## [Exercise description]
How many lines of the data below contain the string "front"? Reply with the number alone.
::::::::
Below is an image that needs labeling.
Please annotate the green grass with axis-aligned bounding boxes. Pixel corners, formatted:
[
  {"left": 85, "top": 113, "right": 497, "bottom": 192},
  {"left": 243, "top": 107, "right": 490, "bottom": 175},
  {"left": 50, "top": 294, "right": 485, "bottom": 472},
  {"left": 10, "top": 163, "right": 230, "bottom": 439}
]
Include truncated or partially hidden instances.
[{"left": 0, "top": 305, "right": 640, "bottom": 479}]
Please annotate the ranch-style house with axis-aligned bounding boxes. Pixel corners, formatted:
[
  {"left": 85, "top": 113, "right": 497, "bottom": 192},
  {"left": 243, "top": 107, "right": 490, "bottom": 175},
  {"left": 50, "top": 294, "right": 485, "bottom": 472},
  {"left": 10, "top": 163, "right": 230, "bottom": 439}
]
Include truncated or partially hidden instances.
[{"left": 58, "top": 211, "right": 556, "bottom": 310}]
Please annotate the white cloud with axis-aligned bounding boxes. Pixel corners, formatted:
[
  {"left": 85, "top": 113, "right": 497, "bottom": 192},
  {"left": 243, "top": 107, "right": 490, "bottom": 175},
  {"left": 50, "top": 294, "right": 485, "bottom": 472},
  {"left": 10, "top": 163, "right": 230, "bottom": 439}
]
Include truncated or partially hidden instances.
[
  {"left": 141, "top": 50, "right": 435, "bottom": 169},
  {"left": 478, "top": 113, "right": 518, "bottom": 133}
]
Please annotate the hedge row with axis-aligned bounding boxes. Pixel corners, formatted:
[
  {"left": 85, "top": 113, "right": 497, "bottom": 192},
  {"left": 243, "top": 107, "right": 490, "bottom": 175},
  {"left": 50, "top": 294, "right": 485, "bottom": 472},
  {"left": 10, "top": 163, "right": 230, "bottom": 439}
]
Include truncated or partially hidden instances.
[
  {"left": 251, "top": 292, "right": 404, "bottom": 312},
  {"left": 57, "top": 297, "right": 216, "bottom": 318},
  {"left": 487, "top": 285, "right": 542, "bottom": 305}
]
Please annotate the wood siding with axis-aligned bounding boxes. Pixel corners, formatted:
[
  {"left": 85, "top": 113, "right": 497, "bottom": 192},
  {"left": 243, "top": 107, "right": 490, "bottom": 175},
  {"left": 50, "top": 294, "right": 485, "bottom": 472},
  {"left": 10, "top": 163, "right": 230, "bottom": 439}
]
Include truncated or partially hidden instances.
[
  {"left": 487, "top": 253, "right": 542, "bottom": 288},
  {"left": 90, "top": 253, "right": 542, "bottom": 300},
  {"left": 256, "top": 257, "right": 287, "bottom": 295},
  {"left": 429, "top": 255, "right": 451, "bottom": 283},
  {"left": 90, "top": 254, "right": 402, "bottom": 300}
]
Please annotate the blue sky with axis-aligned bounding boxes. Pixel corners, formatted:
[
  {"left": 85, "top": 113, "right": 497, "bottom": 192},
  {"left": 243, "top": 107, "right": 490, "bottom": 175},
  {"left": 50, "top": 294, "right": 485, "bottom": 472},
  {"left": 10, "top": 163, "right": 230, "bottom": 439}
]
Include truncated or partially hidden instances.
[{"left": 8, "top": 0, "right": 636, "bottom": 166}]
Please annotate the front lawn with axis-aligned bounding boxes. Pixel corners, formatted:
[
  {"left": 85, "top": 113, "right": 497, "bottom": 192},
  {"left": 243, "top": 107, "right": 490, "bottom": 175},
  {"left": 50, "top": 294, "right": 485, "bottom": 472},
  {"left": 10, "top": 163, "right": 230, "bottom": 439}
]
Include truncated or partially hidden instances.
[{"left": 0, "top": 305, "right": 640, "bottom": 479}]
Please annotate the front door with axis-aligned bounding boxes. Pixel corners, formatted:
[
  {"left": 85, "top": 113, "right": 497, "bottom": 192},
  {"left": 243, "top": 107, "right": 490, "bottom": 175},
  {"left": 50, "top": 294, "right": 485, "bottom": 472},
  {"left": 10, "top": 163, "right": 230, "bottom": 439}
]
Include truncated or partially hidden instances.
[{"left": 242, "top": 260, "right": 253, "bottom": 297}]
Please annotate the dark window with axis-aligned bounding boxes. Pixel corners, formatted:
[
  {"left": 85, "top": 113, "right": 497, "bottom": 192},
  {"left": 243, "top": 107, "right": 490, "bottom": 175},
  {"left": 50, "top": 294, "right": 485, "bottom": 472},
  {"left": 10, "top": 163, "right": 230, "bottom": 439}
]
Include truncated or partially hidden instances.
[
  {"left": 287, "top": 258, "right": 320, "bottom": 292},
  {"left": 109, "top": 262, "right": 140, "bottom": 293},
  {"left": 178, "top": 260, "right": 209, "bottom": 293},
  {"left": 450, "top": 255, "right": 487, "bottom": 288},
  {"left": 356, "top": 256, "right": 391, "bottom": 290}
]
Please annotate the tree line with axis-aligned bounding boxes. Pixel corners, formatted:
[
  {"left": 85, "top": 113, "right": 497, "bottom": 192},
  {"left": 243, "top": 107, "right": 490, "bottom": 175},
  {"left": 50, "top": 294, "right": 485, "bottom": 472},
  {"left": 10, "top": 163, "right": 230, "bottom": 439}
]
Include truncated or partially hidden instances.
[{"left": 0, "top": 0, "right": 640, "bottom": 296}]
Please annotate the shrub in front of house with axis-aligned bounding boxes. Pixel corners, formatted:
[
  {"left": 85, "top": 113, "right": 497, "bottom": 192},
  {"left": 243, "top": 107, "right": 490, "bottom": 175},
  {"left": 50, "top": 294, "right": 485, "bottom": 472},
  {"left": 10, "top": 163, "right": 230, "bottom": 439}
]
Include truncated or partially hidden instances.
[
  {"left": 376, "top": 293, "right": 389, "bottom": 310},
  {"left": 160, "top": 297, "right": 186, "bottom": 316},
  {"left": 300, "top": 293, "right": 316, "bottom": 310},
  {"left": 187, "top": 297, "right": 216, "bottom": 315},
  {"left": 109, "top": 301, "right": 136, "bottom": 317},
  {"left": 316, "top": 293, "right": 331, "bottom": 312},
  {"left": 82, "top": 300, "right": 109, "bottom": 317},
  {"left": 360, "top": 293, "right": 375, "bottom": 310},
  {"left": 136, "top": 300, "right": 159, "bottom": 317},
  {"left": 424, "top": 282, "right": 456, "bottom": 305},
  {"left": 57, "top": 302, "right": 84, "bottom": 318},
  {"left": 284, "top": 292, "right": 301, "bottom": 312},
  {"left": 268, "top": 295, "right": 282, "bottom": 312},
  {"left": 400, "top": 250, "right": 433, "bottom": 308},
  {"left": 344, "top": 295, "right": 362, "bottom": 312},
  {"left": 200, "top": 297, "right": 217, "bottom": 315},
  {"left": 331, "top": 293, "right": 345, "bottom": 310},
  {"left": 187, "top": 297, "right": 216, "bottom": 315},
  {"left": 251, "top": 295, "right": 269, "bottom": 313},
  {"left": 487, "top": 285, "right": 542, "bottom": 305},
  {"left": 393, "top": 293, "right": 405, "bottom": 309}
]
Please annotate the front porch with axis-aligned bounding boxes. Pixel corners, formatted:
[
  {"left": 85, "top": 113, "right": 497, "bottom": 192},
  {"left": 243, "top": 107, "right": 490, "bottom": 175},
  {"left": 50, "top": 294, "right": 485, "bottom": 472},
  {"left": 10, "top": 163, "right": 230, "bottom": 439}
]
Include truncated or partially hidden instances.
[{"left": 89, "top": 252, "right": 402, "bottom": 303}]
::::::::
## [Output below]
4